### Goal
The listing below is to be output in its exact form.

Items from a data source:

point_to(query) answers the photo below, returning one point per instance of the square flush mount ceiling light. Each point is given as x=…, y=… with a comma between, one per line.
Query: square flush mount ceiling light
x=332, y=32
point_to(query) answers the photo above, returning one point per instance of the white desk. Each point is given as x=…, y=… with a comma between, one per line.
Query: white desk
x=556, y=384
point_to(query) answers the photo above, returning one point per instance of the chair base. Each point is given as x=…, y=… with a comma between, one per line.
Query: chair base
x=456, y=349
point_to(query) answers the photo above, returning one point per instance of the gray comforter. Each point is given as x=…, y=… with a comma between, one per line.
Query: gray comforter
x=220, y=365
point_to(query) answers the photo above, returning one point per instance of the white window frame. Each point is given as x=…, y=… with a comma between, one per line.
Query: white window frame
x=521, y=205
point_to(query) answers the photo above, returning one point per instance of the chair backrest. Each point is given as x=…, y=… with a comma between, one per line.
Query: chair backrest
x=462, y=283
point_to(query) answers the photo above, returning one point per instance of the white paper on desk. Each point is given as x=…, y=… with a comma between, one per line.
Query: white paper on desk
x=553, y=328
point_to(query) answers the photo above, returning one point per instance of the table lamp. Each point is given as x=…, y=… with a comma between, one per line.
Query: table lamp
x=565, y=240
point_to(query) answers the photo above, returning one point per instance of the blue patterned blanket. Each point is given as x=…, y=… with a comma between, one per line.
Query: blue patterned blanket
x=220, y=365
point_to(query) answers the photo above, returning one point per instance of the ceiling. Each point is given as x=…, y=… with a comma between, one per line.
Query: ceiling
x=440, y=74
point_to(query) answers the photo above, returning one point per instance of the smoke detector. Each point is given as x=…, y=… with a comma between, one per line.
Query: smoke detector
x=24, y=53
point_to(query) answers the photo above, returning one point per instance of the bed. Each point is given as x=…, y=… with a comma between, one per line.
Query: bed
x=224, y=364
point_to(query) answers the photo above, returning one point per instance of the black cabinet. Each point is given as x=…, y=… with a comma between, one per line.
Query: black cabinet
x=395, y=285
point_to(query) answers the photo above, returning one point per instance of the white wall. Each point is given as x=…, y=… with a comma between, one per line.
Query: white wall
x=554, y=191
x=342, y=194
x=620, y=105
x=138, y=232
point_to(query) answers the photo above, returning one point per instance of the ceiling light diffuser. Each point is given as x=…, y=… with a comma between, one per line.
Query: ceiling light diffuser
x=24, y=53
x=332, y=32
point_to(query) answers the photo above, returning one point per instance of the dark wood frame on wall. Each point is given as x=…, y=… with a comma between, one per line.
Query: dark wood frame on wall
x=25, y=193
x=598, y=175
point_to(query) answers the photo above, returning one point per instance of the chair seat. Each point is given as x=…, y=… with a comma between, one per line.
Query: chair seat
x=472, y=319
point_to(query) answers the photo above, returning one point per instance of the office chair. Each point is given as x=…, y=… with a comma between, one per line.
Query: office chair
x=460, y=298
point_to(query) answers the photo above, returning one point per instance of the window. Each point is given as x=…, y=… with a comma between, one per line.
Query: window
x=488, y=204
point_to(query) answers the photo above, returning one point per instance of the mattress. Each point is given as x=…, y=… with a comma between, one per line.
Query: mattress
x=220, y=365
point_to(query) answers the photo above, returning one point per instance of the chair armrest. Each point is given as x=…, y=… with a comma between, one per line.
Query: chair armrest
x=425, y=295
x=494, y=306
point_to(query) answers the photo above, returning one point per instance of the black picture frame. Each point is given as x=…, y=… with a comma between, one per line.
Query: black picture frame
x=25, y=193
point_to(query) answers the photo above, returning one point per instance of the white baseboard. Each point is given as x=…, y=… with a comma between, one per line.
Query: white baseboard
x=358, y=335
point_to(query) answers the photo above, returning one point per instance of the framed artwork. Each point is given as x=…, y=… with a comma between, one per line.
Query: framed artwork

### Result below
point_to(query) answers the photo below, returning one point per instance of the square flush mount ceiling light. Each point is given as x=…, y=… with a comma between, one per line.
Query: square flush mount ceiling light
x=332, y=32
point_to(query) answers the photo above, returning one point per instance of the white desk. Each point is given as x=…, y=… with a comma between, one per line.
Query: white desk
x=556, y=384
point_to(query) answers the photo above, returning one point per instance of the chair base. Each point is given as x=…, y=… with a comma between, one per line.
Query: chair base
x=456, y=349
point_to(query) answers the photo above, returning one point per instance of the gray comforter. Each point is given as x=…, y=… with a comma between, one per line.
Query: gray comforter
x=220, y=365
point_to(query) answers the photo above, returning one point per instance of the white window frame. Each point is given as x=…, y=… with a comma between, one per line.
Query: white window frame
x=521, y=205
point_to(query) answers the photo above, returning one point per instance of the chair backrest. Each point is given as x=…, y=… with a comma between, one per line.
Query: chair backrest
x=462, y=283
point_to(query) answers the photo above, returning one point per instance of the white paper on desk. Each point is given as x=…, y=… with a comma between, one per line.
Query: white paper on desk
x=553, y=328
point_to(query) answers the photo above, returning one point per instance of the table lamp. Each point is given as x=…, y=… with a comma between, one per line.
Query: table lamp
x=565, y=240
point_to(query) answers the photo above, returning one point per instance of the blue patterned blanket. Each point is given as x=…, y=… with a comma between, one per line.
Query: blue patterned blanket
x=220, y=365
point_to(query) answers the photo above, returning one point per instance of the ceiling. Each point is given as x=…, y=… with a comma between, one per line.
Query: ceiling
x=440, y=74
point_to(query) answers the photo above, returning one point per instance of the smoke detector. Each point is given as x=…, y=… with a comma between, one per line.
Query: smoke detector
x=24, y=53
point_to(query) answers the photo above, returning one point per instance of the bed. Each point is given as x=…, y=… with a comma between, one per line.
Query: bed
x=224, y=364
point_to(query) answers the photo above, returning one point per instance of the black cabinet. Each point is given as x=…, y=… with a comma between, one per line.
Query: black cabinet
x=395, y=285
point_to(query) answers the photo above, returning one point per instance of the white wall. Each point is given as x=…, y=… with a comma between, one per line.
Query: white wall
x=554, y=191
x=342, y=194
x=620, y=105
x=138, y=232
point_to(query) answers the photo above, returning one point per instance of the ceiling light diffuser. Each point is given as x=…, y=… with a comma between, one per line.
Query: ceiling light diffuser
x=24, y=53
x=332, y=32
point_to(query) answers the photo above, returning one point per instance of the dark wood frame on wall. Each point is given as x=…, y=… with a comma between, one per line.
Query: dark wood frame on wall
x=25, y=193
x=598, y=175
point_to(query) answers the photo above, returning one point per instance of the chair seat. Each point is given as x=…, y=… with a comma between, one per line.
Query: chair seat
x=472, y=319
point_to(query) answers the photo above, returning one point per instance of the office chair. Each point is given as x=…, y=… with a comma between, one per line.
Query: office chair
x=460, y=298
point_to(query) answers the photo above, returning one point per instance of the window. Each point is given as x=…, y=… with a comma between, one per line.
Query: window
x=488, y=204
point_to(query) answers the photo above, returning one point per instance of the mattress. Each point is given as x=…, y=… with a comma between, one per line.
Query: mattress
x=220, y=365
point_to(query) answers the photo above, returning one point per instance of the chair armrest. Each point is given as x=…, y=… with a comma between, one per line.
Query: chair armrest
x=425, y=295
x=494, y=306
point_to(query) answers the photo above, returning one point per instance of the black picture frame. Each point is given as x=…, y=… with a comma between, one per line.
Query: black picture frame
x=25, y=193
point_to(query) answers the photo above, returning one point per instance of the white baseboard. Each point is given as x=…, y=… with a comma between, one per line.
Query: white baseboard
x=358, y=335
point_to(query) answers the photo above, returning one point per instance of the framed artwork. Each point is given as x=…, y=… with a comma between, one per line.
Query: framed artwork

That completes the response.